* **Work instructions**:
Count the lines below that contain the word "kitchen", and report only that number.

* **Task input**:

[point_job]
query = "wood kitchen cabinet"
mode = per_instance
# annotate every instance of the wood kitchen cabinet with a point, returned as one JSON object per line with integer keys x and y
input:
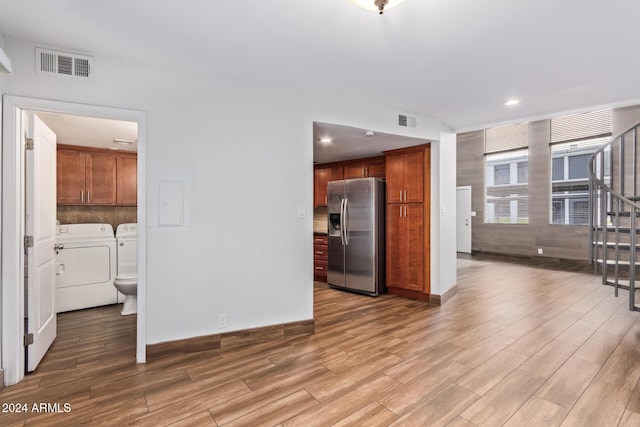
{"x": 85, "y": 177}
{"x": 408, "y": 221}
{"x": 88, "y": 176}
{"x": 127, "y": 179}
{"x": 70, "y": 177}
{"x": 321, "y": 177}
{"x": 405, "y": 248}
{"x": 373, "y": 167}
{"x": 320, "y": 257}
{"x": 405, "y": 177}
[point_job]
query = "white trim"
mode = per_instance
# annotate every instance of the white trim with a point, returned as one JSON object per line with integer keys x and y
{"x": 12, "y": 350}
{"x": 5, "y": 63}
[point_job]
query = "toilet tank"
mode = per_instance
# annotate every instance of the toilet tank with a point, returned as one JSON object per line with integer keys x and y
{"x": 127, "y": 256}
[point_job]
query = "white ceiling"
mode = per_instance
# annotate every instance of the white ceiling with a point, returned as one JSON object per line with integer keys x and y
{"x": 352, "y": 143}
{"x": 456, "y": 60}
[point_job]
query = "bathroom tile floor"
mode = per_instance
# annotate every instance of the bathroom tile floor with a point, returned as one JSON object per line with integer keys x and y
{"x": 519, "y": 345}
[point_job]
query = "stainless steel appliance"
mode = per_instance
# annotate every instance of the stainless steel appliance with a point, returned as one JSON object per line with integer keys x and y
{"x": 356, "y": 226}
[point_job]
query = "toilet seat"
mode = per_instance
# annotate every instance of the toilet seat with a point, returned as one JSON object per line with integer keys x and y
{"x": 126, "y": 279}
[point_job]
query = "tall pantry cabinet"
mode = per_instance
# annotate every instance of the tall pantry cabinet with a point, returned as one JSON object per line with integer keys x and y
{"x": 408, "y": 189}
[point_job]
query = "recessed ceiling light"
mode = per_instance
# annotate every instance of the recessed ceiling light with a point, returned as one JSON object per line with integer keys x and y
{"x": 122, "y": 141}
{"x": 377, "y": 5}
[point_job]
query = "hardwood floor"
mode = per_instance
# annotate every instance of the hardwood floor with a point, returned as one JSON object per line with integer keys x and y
{"x": 519, "y": 345}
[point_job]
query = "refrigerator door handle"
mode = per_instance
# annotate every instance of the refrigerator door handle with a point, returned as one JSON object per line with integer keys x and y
{"x": 346, "y": 221}
{"x": 342, "y": 221}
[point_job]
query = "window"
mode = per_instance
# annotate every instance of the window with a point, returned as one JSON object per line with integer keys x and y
{"x": 507, "y": 197}
{"x": 574, "y": 139}
{"x": 570, "y": 180}
{"x": 507, "y": 174}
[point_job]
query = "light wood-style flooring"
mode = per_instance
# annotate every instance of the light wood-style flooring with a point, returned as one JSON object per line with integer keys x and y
{"x": 519, "y": 345}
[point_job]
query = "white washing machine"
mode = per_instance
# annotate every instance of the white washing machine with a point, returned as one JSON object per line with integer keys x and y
{"x": 85, "y": 266}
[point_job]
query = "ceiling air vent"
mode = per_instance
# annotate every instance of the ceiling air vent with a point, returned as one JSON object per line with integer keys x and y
{"x": 406, "y": 121}
{"x": 64, "y": 64}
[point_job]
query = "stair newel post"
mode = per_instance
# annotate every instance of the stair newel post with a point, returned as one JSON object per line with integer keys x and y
{"x": 635, "y": 161}
{"x": 603, "y": 219}
{"x": 621, "y": 168}
{"x": 592, "y": 209}
{"x": 632, "y": 258}
{"x": 616, "y": 267}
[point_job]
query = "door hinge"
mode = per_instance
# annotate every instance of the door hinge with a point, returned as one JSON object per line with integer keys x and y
{"x": 28, "y": 339}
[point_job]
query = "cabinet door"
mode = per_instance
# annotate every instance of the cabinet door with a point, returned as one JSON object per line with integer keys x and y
{"x": 395, "y": 246}
{"x": 100, "y": 178}
{"x": 395, "y": 178}
{"x": 127, "y": 180}
{"x": 321, "y": 177}
{"x": 70, "y": 177}
{"x": 414, "y": 247}
{"x": 414, "y": 177}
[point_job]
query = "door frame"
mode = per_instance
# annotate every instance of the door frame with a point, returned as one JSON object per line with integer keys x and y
{"x": 12, "y": 203}
{"x": 465, "y": 187}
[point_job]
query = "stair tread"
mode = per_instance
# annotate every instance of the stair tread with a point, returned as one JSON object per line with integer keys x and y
{"x": 626, "y": 245}
{"x": 613, "y": 262}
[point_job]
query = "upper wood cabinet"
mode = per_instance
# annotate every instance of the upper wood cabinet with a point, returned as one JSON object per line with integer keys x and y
{"x": 405, "y": 177}
{"x": 70, "y": 177}
{"x": 373, "y": 167}
{"x": 126, "y": 179}
{"x": 88, "y": 176}
{"x": 100, "y": 179}
{"x": 361, "y": 168}
{"x": 321, "y": 177}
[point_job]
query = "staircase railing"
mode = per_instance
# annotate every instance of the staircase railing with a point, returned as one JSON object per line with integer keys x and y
{"x": 614, "y": 212}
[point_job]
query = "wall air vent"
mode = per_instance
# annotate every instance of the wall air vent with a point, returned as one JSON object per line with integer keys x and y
{"x": 64, "y": 64}
{"x": 407, "y": 121}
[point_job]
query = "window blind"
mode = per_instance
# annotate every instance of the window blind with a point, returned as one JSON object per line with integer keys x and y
{"x": 506, "y": 138}
{"x": 581, "y": 126}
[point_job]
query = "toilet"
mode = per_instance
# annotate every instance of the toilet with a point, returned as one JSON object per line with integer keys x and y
{"x": 126, "y": 280}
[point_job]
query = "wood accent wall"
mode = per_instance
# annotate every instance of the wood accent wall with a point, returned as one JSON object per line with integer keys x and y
{"x": 557, "y": 241}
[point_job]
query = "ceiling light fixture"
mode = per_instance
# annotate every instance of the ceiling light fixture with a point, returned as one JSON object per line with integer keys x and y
{"x": 377, "y": 5}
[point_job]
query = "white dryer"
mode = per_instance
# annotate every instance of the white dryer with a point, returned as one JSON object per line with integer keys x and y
{"x": 85, "y": 266}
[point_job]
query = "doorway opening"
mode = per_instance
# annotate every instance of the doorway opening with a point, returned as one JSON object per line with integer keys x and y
{"x": 14, "y": 219}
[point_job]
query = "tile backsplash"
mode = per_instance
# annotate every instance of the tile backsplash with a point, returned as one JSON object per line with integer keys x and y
{"x": 113, "y": 215}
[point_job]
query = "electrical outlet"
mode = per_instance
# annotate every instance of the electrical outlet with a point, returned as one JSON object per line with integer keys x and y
{"x": 222, "y": 320}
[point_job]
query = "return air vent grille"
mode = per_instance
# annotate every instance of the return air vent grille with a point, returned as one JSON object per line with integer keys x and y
{"x": 406, "y": 121}
{"x": 63, "y": 64}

* **Task output**:
2